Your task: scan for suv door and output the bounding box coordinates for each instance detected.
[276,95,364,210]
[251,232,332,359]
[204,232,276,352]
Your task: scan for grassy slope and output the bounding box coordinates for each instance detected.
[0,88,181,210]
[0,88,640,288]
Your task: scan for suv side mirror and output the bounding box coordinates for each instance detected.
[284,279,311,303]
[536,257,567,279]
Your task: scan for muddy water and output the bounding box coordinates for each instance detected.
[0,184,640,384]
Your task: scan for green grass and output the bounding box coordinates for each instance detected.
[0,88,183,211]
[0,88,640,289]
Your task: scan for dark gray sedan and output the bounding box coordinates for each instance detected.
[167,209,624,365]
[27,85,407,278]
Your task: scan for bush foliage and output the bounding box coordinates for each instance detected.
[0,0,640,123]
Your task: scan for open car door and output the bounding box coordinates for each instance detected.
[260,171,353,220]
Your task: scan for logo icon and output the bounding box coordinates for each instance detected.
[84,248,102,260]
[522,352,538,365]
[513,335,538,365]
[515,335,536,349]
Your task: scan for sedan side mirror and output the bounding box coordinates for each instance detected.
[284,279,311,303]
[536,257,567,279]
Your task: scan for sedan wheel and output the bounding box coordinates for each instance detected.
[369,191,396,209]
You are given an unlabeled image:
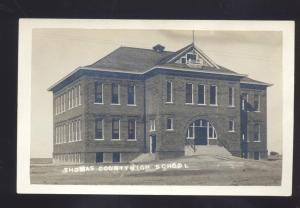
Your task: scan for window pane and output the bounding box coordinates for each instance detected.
[95,82,103,103]
[167,81,172,103]
[198,85,205,104]
[210,86,217,105]
[128,84,135,104]
[128,119,135,139]
[185,84,193,103]
[95,119,103,139]
[228,87,233,106]
[111,83,119,104]
[112,119,120,139]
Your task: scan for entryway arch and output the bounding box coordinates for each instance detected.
[186,119,217,145]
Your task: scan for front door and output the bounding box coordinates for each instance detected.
[150,135,156,153]
[195,127,207,145]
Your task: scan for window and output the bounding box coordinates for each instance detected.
[128,119,136,140]
[187,122,195,139]
[111,83,120,104]
[229,120,234,132]
[228,87,234,106]
[78,85,81,105]
[112,119,120,139]
[167,118,174,130]
[209,85,217,105]
[167,81,173,103]
[128,84,135,105]
[112,152,121,163]
[185,83,193,104]
[150,120,155,131]
[253,95,260,112]
[198,85,205,105]
[242,93,248,110]
[253,124,260,142]
[95,118,104,139]
[95,82,103,103]
[187,53,196,63]
[253,152,260,160]
[96,152,103,163]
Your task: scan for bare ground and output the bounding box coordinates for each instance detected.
[30,155,282,186]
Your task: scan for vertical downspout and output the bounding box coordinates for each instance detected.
[143,79,147,153]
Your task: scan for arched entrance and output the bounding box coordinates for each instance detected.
[186,119,217,145]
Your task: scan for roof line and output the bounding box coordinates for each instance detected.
[240,81,273,87]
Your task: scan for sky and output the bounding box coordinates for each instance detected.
[30,29,282,157]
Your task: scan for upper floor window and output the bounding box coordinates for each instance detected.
[128,119,136,140]
[111,83,120,104]
[112,119,120,139]
[95,118,104,139]
[167,81,173,103]
[185,83,193,104]
[209,85,217,105]
[253,95,260,111]
[95,82,103,103]
[228,120,234,132]
[128,84,135,105]
[228,87,234,106]
[198,84,205,105]
[253,124,260,142]
[150,120,155,131]
[167,118,174,130]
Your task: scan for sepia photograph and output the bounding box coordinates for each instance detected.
[17,19,294,196]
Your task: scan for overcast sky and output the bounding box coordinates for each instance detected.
[31,29,282,157]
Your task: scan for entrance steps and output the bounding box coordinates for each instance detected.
[184,145,232,157]
[130,153,156,163]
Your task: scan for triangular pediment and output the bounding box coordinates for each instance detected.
[167,44,219,68]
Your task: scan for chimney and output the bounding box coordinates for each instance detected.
[152,44,165,53]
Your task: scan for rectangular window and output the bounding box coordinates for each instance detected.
[167,118,174,130]
[128,119,136,140]
[78,85,81,105]
[127,84,135,105]
[95,82,103,103]
[112,119,120,139]
[96,152,103,163]
[209,85,217,105]
[242,93,248,110]
[198,85,205,105]
[185,83,193,104]
[228,87,234,106]
[253,124,260,142]
[95,118,104,139]
[150,120,155,131]
[167,81,173,103]
[229,120,234,132]
[253,152,260,160]
[112,152,121,163]
[253,95,260,112]
[111,83,120,104]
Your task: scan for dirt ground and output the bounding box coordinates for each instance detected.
[30,155,282,186]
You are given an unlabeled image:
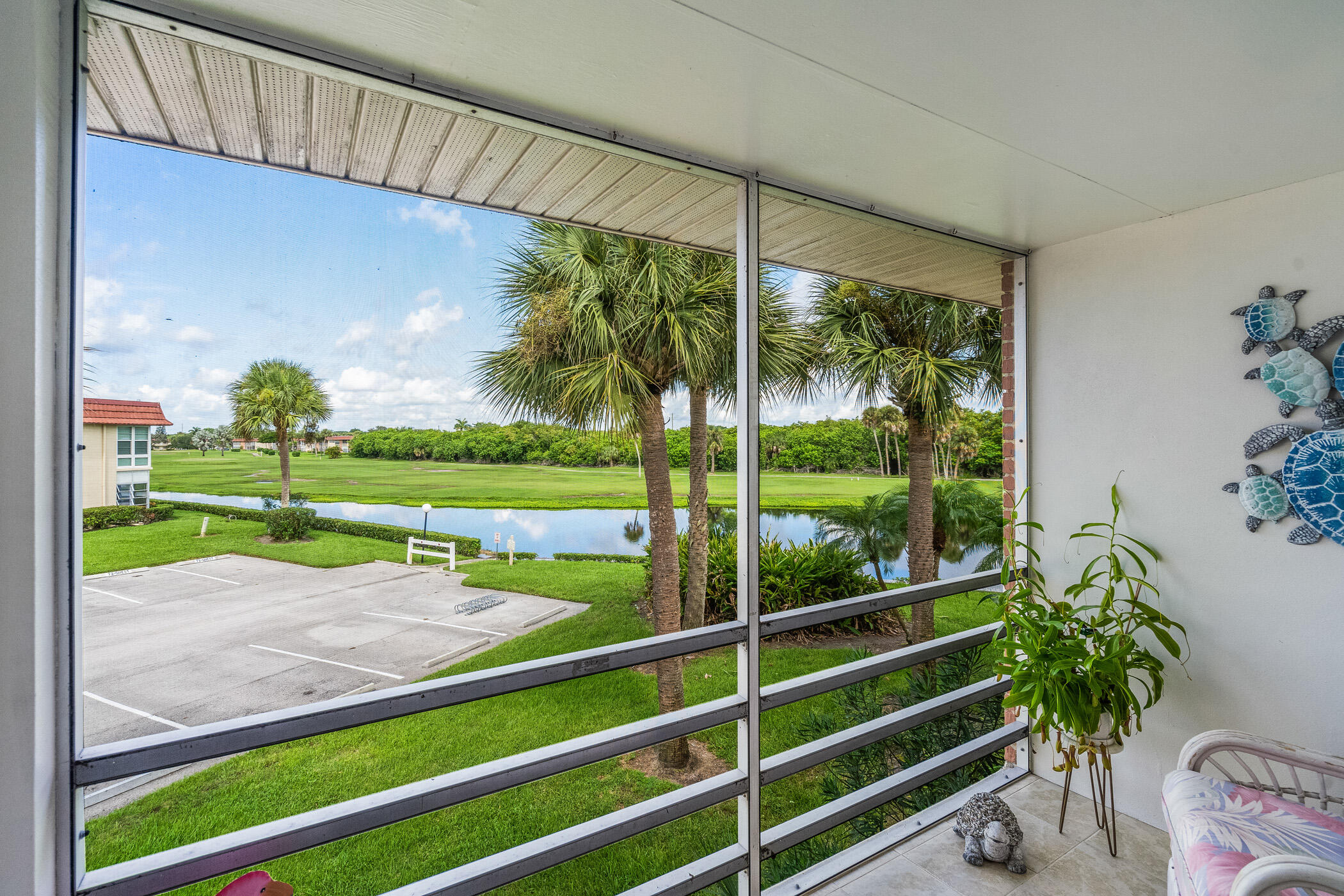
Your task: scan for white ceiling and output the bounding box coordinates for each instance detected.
[113,0,1344,248]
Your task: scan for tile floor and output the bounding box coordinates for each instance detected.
[809,775,1171,896]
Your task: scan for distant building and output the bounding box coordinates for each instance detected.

=-=-=

= WHAT TO WORK ON =
Reproduce all of the material above, swapping every "scan for" for "look for" and leaving everything else unchanged, but omit the pictures.

= EXERCISE RESPONSE =
Your task: look for suv door and output the bounding box coordinates for each instance detected.
[276,95,364,210]
[251,232,332,359]
[204,232,276,352]
Your task: look for grassy slope and output the bounding box coordinates for each instance detected.
[0,88,181,210]
[0,88,640,288]
Your task: look for suv side mirror and output the bounding box coordinates for each instance detected.
[284,279,311,303]
[536,257,567,279]
Your task: look for muddy water and output the bounding box coordinates for each instance detected.
[0,184,640,384]
Your task: look for green grass and output the bounding box coordinates for each instance detected.
[0,88,183,211]
[0,88,640,289]
Your task: look for dark gray sedan and output the bounding box coordinates for each instance detected.
[167,209,624,365]
[27,85,407,278]
Your task: look for bush foliage and output the bounding box coordinates for each instance detected.
[0,0,640,123]
Your task: look for open car door and output the bounding box coordinates for each instance detected.
[260,171,353,220]
Your task: look for logo icon and output the bounding box coordinates for each instance detected.
[84,248,102,260]
[522,352,538,365]
[513,335,538,365]
[515,335,536,349]
Your task: look for sedan side mirror and output the bounding box coordinates for each instance detected.
[284,279,311,303]
[536,257,567,279]
Your task: look for sedan wheel and output the bounding box coordinates for each instance detected.
[369,191,396,209]
You are given an unlabeled image:
Your task: look for window pane and output the bounding box coordinates for each instance detected.
[95,82,103,103]
[167,81,172,103]
[198,85,205,104]
[210,86,217,105]
[128,84,135,104]
[128,119,135,139]
[185,84,193,103]
[95,119,103,139]
[228,87,233,106]
[111,83,119,104]
[112,119,120,139]
Your task: look for entryway arch and output the bounding box coordinates for each instance detected.
[186,119,217,145]
Your task: look for front door and output the bounding box coordinates for each instance detected.
[150,135,156,153]
[195,127,207,145]
Your task: look for window and output the bounding box coordinates for each instance detected.
[128,119,136,140]
[187,122,195,139]
[111,83,120,104]
[229,120,234,132]
[228,87,234,106]
[78,85,81,105]
[112,119,120,139]
[167,118,174,130]
[209,85,217,105]
[167,81,173,103]
[128,84,135,105]
[112,152,121,163]
[185,83,193,104]
[150,120,155,131]
[253,95,260,112]
[198,85,205,105]
[242,93,248,110]
[253,124,260,142]
[95,118,104,139]
[95,82,103,103]
[187,53,196,63]
[253,152,260,160]
[96,152,103,163]
Your task: look for bare ground and output the bounding box coordinates for each instance detected.
[30,155,282,186]
Your task: look for vertical downspout and output the bounding box coordinates for each instance detected.
[143,79,147,153]
Your task: look for arched entrance and output the bounding box coordinates for each instance detected.
[186,119,217,145]
Your task: look for roof line and output the bounding box coordinates for each instance detected.
[240,81,273,87]
Your task: look for sky and output the bounding box coordinates for each instance detected.
[30,29,282,157]
Your task: look for upper floor window and output the bounding box coordinates for each instance detected.
[128,119,136,140]
[111,83,120,104]
[112,119,120,139]
[95,118,104,139]
[167,81,173,103]
[185,83,193,104]
[209,85,217,105]
[253,95,260,111]
[95,82,103,103]
[228,120,234,132]
[128,84,135,105]
[228,87,234,106]
[198,84,205,105]
[253,124,260,142]
[150,120,155,131]
[167,118,174,130]
Your task: look for sepia photograph and output the bounding box coordinates for each instance detected.
[17,19,294,196]
Your task: look for overcast sky and output the bounding box coordinates for each instance detected.
[31,29,282,157]
Your task: look for entrance steps and output the bounding box coordinates for each instance detected.
[184,145,232,157]
[130,153,156,163]
Your task: look for triangular pediment and output the bounding box coordinates for each instance detected.
[167,44,219,68]
Your task: look for chimney and output the bounding box coordinates for each instance detected.
[152,44,165,53]
Your task: look for rectangular window and output the bounding box coordinates for each instance detected.
[167,118,174,130]
[128,119,136,140]
[78,85,81,105]
[127,84,135,105]
[95,82,103,103]
[112,119,120,139]
[96,152,103,163]
[209,85,217,105]
[242,93,248,110]
[198,85,205,105]
[185,83,193,104]
[228,87,234,106]
[253,124,260,142]
[95,118,104,139]
[150,120,155,131]
[167,81,173,103]
[229,120,234,132]
[253,152,260,160]
[112,152,121,163]
[253,95,260,112]
[111,83,120,104]
Your task: look for dirt ground and output the bounding box coordinates for each instance detected.
[30,155,282,186]
You are given an unlabeled image:
Your task: look for white ceiling and output the bounding box coordinates for each instance detected.
[113,0,1344,248]
Your task: look for tile floor and output the bounding box coordinates for each instance detected.
[809,775,1171,896]
Your task: look for distant building and output the bounding box coordinates for each instance detected.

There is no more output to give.